Task prompt:
Rewrite the lines with every "fish mouth" changed to "fish jaw" and nothing else altered. Leave the picture out of your answer.

Stored data:
# # # # #

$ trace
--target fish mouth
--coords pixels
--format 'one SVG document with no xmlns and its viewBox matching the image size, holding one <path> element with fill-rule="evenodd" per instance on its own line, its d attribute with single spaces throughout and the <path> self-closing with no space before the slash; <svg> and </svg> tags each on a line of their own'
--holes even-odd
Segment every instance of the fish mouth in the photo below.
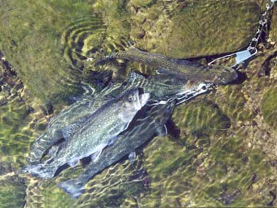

# # # # #

Answer to this exercise:
$ trace
--target fish jaw
--coords pixels
--format 'one SVG document with no xmlns and its viewBox matching the image size, holding one <path> element with fill-rule="evenodd" per instance on its own line, its d attribute with single spaces throughout and the <path> self-closing with no space before the slash; <svg> and </svg> tags each on a line of their own'
--holes even-odd
Segment every instance of the fish jaw in the photo below.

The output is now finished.